### [Work required]
Please reproduce all of the material below word for word, leaving out the pictures.

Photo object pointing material
[start]

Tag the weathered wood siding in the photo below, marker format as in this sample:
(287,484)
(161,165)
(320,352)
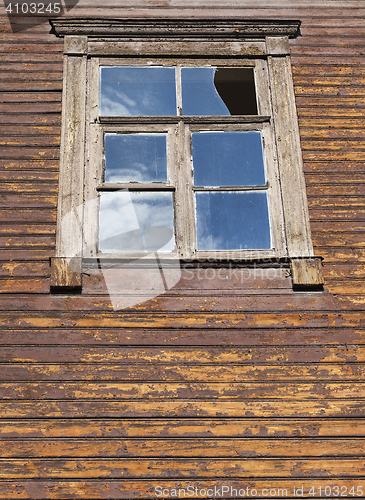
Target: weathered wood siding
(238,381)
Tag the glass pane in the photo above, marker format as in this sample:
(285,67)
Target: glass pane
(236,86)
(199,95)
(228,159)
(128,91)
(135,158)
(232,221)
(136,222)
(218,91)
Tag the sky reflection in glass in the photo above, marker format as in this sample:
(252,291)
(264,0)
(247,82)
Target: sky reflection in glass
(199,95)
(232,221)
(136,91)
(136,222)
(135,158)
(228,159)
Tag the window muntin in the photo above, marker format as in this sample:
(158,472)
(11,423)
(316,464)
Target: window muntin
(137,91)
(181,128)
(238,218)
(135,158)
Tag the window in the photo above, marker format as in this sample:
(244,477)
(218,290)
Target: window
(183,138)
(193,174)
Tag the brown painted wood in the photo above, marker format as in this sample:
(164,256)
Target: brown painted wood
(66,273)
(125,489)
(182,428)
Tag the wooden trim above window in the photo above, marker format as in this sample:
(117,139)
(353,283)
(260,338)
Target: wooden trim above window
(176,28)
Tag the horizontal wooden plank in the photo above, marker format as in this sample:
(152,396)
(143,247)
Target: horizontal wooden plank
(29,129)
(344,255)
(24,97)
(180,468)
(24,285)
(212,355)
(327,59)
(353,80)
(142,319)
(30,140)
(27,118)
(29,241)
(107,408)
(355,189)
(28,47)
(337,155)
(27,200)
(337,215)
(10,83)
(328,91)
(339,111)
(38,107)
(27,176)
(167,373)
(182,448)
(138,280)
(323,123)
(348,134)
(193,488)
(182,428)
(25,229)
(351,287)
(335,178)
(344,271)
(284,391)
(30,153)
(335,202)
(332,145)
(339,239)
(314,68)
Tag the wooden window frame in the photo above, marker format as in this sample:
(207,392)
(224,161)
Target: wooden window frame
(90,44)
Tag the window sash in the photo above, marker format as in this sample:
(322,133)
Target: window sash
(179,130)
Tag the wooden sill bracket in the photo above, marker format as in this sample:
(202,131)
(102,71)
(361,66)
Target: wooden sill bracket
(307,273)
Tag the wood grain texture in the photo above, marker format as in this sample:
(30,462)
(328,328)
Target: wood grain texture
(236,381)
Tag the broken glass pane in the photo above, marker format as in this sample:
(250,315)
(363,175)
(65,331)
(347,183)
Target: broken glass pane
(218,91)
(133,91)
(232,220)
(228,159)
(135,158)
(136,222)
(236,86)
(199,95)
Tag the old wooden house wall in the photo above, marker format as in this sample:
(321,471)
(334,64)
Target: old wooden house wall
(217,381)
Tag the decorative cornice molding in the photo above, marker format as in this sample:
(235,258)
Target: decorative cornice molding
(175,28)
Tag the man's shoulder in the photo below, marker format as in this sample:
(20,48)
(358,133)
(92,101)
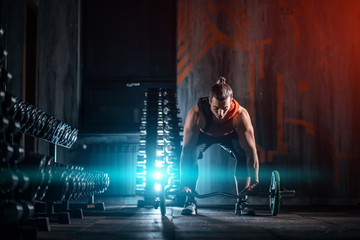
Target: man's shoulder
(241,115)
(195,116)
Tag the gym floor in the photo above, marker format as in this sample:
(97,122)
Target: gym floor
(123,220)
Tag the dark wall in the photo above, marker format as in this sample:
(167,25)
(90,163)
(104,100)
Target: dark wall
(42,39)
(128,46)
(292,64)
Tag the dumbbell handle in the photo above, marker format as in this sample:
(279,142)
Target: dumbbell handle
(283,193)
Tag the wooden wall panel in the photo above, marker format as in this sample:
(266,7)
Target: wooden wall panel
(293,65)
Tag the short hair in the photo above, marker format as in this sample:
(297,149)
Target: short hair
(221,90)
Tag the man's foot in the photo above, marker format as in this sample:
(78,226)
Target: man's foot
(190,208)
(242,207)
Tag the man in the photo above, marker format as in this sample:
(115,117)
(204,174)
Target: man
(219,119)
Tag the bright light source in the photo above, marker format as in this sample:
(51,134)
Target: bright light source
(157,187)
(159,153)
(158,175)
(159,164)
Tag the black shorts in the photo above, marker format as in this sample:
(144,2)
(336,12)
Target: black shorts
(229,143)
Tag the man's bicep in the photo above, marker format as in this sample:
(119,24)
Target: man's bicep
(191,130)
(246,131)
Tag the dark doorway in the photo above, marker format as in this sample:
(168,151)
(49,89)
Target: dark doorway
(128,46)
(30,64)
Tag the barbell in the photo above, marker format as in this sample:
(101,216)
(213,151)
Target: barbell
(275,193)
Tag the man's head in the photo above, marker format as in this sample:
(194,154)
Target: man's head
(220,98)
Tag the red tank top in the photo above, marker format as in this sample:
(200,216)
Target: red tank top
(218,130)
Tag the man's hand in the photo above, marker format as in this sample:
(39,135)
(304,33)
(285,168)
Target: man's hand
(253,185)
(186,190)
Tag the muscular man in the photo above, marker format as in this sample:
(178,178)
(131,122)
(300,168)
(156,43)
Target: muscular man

[end]

### [Exercise output]
Tag the weathered wood siding in the photo below, marker format as in this sample:
(287,484)
(161,165)
(320,352)
Target: weathered wood siding
(238,381)
Tag the glass pane in the photo above, marker format as in this sample:
(285,67)
Target: glass pane
(236,86)
(199,95)
(228,159)
(128,91)
(135,158)
(232,221)
(136,222)
(218,91)
Tag the sky reflection in glass in the photo above, marker format as in this sample:
(252,291)
(264,0)
(247,82)
Target: sky reflection in glass
(199,95)
(232,221)
(136,91)
(136,222)
(135,158)
(228,159)
Tag the window muntin in the photo above, marker format as in this sample:
(158,472)
(11,423)
(316,464)
Target: window muntin
(137,91)
(181,128)
(238,218)
(135,158)
Tag the window in the photo above, marker format as in this sample:
(244,477)
(218,290)
Target: window
(183,138)
(193,174)
Tag the brown painted wood in the photo above, marker format as in this sample:
(164,256)
Target: brown painted wood
(66,273)
(125,489)
(182,428)
Tag the wooden trim above window in the photo above, marker format as in this sample:
(117,139)
(353,283)
(260,338)
Target: wooden trim above window
(176,28)
Tag the horizontal wooden plank in the photo above, marker format as in this sample:
(152,396)
(143,247)
Target: horizontal wooden plank
(29,129)
(344,255)
(24,97)
(180,468)
(24,285)
(212,355)
(327,59)
(353,80)
(142,319)
(30,140)
(27,118)
(29,241)
(107,408)
(355,189)
(28,47)
(337,155)
(27,200)
(337,215)
(10,83)
(328,91)
(339,111)
(38,107)
(27,176)
(167,373)
(182,448)
(138,280)
(323,123)
(348,134)
(193,488)
(182,428)
(25,229)
(351,287)
(335,178)
(344,271)
(284,391)
(30,153)
(335,202)
(332,145)
(339,239)
(314,68)
Tag the wooden window frame in the photo above, marker format as in this sample:
(207,392)
(224,161)
Target: wooden window frame
(90,44)
Tag the window sash in the photo above, marker format as in this sample:
(322,133)
Target: window sash
(179,130)
Tag the wooden sill bracket in the photo above, marker format as in this sample:
(202,131)
(102,71)
(361,66)
Target: wooden sill bracket
(307,273)
Tag the wood grain texture in the photo above, marker format as in this sample:
(30,462)
(328,328)
Target: wood grain texture
(236,381)
Tag the broken glass pane in the photo above, marker format as in this sample:
(250,315)
(363,175)
(65,331)
(347,183)
Target: broken glass pane
(218,91)
(133,91)
(232,220)
(228,159)
(135,158)
(136,222)
(236,86)
(199,95)
Tag the old wooden house wall in the photo above, marker format as in this sample:
(321,471)
(334,64)
Target: old wooden house wall
(217,381)
Tag the decorative cornice molding in the photo above, marker format as in this sample:
(235,258)
Target: decorative cornice molding
(175,28)
Tag the man's shoulder in the photo below, marker format as in this sample:
(20,48)
(358,133)
(92,101)
Target: man's shoulder
(241,115)
(195,116)
Tag the gym floor in the photo above, marker format as in this sample:
(97,122)
Target: gym floor
(123,220)
Tag the dark wall in the photo above, marker format as in this sample:
(167,25)
(90,163)
(104,100)
Target: dark wall
(42,39)
(128,46)
(292,64)
Tag the dumbbell handle in the photo above, marker format as in this sample:
(279,142)
Target: dumbbell handle
(283,193)
Tag the wooden wall panel in the photo above, marker format as in this sample:
(266,7)
Target: wooden wall panel
(293,65)
Tag the short hair in the photo above, marker format as in this sample:
(297,149)
Target: short hair
(221,90)
Tag the man's foot in the photo above, marker format as in this sample:
(78,226)
Target: man's foot
(190,208)
(242,207)
Tag the man in the photo above, marker format as in this sample:
(115,117)
(204,174)
Target: man
(219,119)
Tag the bright light source in the photo above, marker format as in this sample:
(51,134)
Target: bright light source
(157,187)
(159,153)
(158,175)
(159,164)
Tag the black shorts in the photo above, marker format as in this sample:
(144,2)
(336,12)
Target: black shorts
(229,143)
Tag the man's bicep in the photo above, marker format as in this sample:
(119,24)
Target: man's bicep
(191,130)
(246,131)
Tag the dark doorway in the photo above, marker format as in this sample:
(168,151)
(49,89)
Target: dark doorway
(128,46)
(30,64)
Tag the barbell in the photo above, marker format as in this sample:
(101,216)
(213,151)
Target: barbell
(275,193)
Tag the man's head in the photo above, marker format as in this sample:
(194,154)
Target: man's head
(220,98)
Tag the red tank top in the photo above, marker format as in this sample:
(200,216)
Target: red tank top
(218,130)
Tag the man's hand in the photo above, marker format as in this sample:
(39,135)
(304,33)
(285,168)
Target: man's hand
(253,185)
(186,190)
Tag the muscular man in the photo above, marker format as in this sample:
(178,178)
(131,122)
(300,168)
(156,43)
Target: muscular man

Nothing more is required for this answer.